Quoted passage:
↓
Defendants moved for summary judgment on the basis that they owed no duty to plaintiff as a member of the public and absent a doctor-patient relationship with defendants. Any negligence action requires that there must first be a duty flowing from the defendant to the plaintiff. See Fought v. Solce, 821 S.W.2d 218 (Tex.App.—Houston [1st Dist.] 1991, writ denied); Gooden v. Tips, 651 S.W.2d 364, 366 (Tex.App.—Tyler 1983, no writ). The existence of a duty under a given set of facts is a question of law. Greater Houston Transp. Co. v. Phillips, 801 S.W.2d 523, 525 (Tex.1990); El Chico Corp. v. Poole, 732 S.W.2d 306, 311 (Tex.1987). Because the important facts are undisputed, we need not remand this issue to the trial court for a factual determination before we decide whether any duty exists that controls liability in this case. See W.C.W. v. Bird, 840 S.W.2d 50, 55 (Tex.App.—Houston [1st Dist.] 1992, writ requested).

In Gooden, the plaintiff sought damages from Dr. Tips for personal injuries sustained when the doctor’s patient struck Mr. Gooden with the patient’s automobile. At the time of the collision, the patient was driving under the influence of the drug Quaalude, which had been prescribed for her by Dr-. Tips. The plaintiff alleged that Dr. Tips breached his legal duty to him as a member of the public by negligently prescribing Quaalude for his patient and by failing to warn her not to drive while under the influence of the drug. Gooden, 651 S.W.2d at 365. The Tyler Court of Appeals agreed, reversing the trial court’s summary judgment in favor of the doctor and holding that “under proper facts, a physician can owe a duty to use reasonable care to protect the driving public where the physician’s negligence in diagnosis or treatment of his patient contributes to plaintiffs injuries.” Id. at 369.

The Gooden court limited its holding within a narrow framework. It specifically rejected the imposition of a duty on Dr. Tips to control his patient. The nature of the physician’s care and treatment of the patient is paramount to the extension of duty beyond the patient to the public:

The question appears to be essentially one of whether the defendant has gone so far in what he has actually done, and has got himself into such a relation with the patient, that he has begun to affect the interests of the plaintiff adversely, as distinguished from merely failing to confer a benefit upon him.
↑
Exercise requirements:
[A] Using the court opinion above, decide whether each statement agrees with it: (i) The existence of a duty under a given set of facts is a question of fact. (ii) In Gooden, the patient was driving under the influence of Quaalude when the collision happened. (iii) The Gooden court held that Dr. Tips had a duty to control his patient. Answer yes or no for each, and quote the words of the opinion that decide it.
[B] Recast as a short list the paragraph of the court opinion above that begins "Defendants moved for summary judgment", keeping its main facts.
[C] Carry on the court opinion above, starting after its last sentence.

Dataset extract:
↓
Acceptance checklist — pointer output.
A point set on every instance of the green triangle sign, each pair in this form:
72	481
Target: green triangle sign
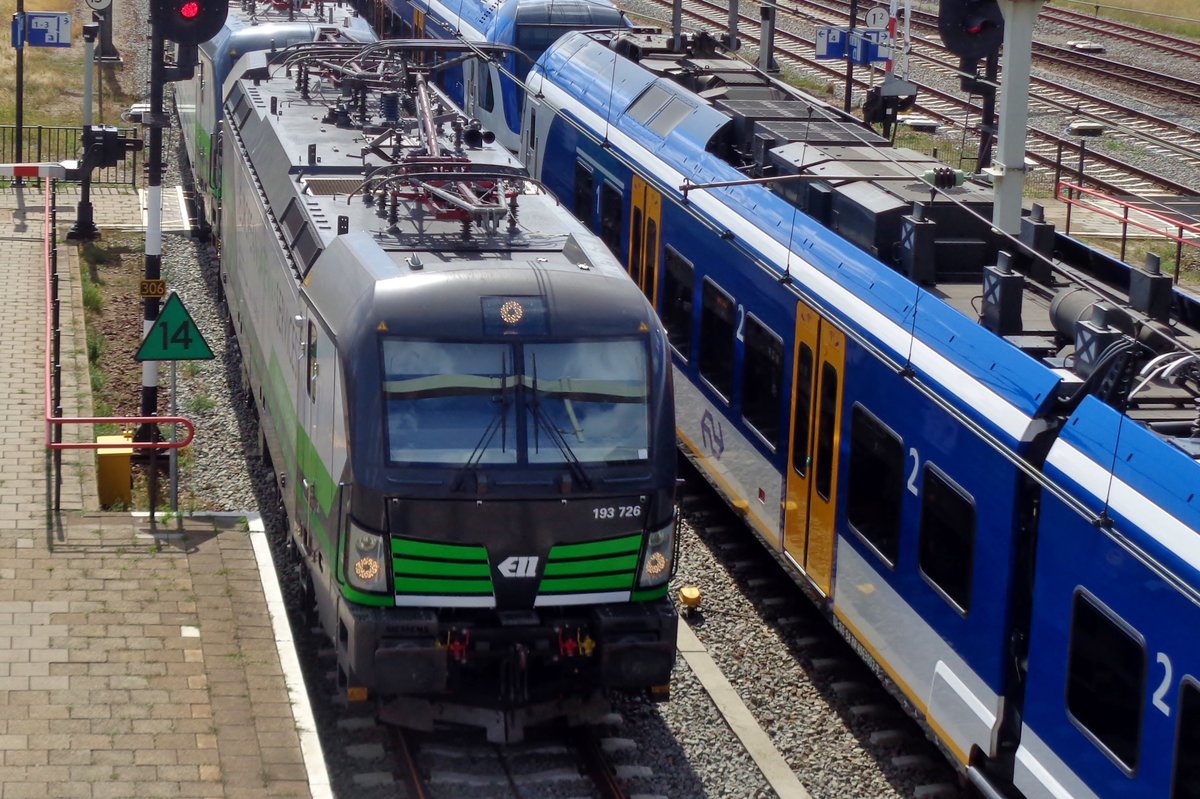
174	336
↑
Per-task outputs:
[A]
(i) No: "The existence of a duty under a given set of facts is a question of law."
(ii) Yes: "At the time of the collision, the patient was driving under the influence of the drug Quaalude"
(iii) No: "It specifically rejected the imposition of a duty on Dr. Tips to control his patient."

[B]
- Defendants sought summary judgment, arguing they owed plaintiff no duty as a member of the public and had no doctor-patient relationship with him.
- Any negligence action first requires a duty flowing from the defendant to the plaintiff.
- Whether a duty exists under a given set of facts is a question of law.
- Because the important facts are undisputed, the court need not remand the issue to the trial court for a factual determination before deciding whether a duty exists.

[C]
Gooden, 651 S.W.2d at 370 n. 3 (quoting Prosser, Handbook of the Law of Torts, § 56, at 339-40 (4th ed. 1971)). The court found that in going so far as to prescribe the drug for his patient, the defendant had begun to injure the interests of the public “by allowing his patient to leave without a warning of the possible adverse effects of the drug.” Gooden, 651 S.W.2d at 370 n. 3. Therefore, a duty to the public arose because the physician created the impairment that resulted in injury to the plaintiff.

We look to the nature of the defendants’ care and treatment of Broadus to decide whether a duty to the public arose in this *406case. Because there is no allegation or evidence that defendants did- anything to create the impairment that ultimately resulted in injury to plaintiff, we hold that defendants did not owe plaintiff a duty to warn Broadus not to drive. We agree with defendants that plaintiff has not shown an affirmative act by Dr. Kremer that caused Broadus’ impairment.2 Broadus’ ingestion of cocaine caused any impairment that led to his automobile accident, and Dr. Kremer’s care and treatment bears no relationship to that incapacity. Therefore, defendants owed no duty to the public to warn Broadus not to drive following his ingestion of cocaine. In so holding, we distinguish the facts in this case from those in Gooden insofar as in that case the physician did create the accident-causing impairment when he prescribed Quaaludes to his patient.

We overrule points of error one and two.

We affirm the judgment of the trial court.

. This detail was contradicted by Dr. Kremer, who stated in his affidavit that Broadus’ medical history indicated that Broadus had been taking cocaine off and on between 11:00 p.m. and 3:00 a.m.

. Plaintiff never alleged that the prescribed drug Inderol created the impairment that resulted in injury to plaintiff.